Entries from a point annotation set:
(begin)
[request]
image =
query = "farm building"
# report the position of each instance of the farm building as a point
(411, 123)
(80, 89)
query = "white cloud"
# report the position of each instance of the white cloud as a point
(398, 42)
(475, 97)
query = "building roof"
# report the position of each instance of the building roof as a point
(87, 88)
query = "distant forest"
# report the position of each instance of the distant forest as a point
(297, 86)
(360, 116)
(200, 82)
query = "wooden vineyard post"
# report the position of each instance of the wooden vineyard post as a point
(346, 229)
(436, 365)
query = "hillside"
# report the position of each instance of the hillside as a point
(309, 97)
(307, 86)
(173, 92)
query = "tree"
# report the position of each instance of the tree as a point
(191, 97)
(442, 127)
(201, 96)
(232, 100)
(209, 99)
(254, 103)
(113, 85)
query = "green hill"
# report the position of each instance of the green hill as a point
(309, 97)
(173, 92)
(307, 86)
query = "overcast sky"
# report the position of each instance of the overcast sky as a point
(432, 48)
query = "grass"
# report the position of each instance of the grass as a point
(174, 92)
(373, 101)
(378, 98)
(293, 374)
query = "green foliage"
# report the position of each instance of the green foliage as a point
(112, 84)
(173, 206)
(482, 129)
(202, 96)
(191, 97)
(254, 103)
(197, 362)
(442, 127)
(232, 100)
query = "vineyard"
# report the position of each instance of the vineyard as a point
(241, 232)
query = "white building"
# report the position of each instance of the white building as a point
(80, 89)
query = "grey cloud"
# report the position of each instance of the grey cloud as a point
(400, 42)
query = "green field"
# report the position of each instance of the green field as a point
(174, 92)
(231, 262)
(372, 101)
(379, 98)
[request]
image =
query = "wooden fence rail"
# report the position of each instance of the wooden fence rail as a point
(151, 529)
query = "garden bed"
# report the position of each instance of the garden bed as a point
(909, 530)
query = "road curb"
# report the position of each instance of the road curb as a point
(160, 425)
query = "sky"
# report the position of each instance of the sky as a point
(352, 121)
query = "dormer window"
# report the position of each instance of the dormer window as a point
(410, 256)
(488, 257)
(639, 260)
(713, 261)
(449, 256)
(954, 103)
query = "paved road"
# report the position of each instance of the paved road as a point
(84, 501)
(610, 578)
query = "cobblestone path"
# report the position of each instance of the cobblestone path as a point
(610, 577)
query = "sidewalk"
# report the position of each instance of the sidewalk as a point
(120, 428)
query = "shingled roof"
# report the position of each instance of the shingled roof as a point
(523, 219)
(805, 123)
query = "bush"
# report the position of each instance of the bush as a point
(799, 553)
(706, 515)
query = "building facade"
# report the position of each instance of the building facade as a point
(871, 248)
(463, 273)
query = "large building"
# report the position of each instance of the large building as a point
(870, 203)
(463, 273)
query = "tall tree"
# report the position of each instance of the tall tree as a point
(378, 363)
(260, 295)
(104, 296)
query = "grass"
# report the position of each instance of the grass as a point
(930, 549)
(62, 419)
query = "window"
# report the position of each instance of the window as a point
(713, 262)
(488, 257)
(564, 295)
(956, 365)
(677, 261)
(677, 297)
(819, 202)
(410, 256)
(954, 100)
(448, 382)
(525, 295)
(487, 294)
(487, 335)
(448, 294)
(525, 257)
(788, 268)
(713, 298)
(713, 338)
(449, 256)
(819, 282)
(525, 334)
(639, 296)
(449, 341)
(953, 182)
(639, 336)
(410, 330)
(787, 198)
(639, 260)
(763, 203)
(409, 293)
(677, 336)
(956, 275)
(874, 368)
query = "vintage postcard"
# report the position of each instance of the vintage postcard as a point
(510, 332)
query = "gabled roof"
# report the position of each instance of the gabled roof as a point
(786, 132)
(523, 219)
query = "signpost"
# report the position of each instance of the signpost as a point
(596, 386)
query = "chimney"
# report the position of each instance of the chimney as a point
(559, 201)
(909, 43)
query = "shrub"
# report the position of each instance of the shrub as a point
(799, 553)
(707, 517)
(end)
SHORT EXERCISE
Identify every line of the records above that contains the word "road" and copy each such line in full. Case counts.

RIGHT ANSWER
query = "road curb"
# report the position of each instance of the road curb as a point
query = "paved road"
# report the position of each instance of the paved road as a point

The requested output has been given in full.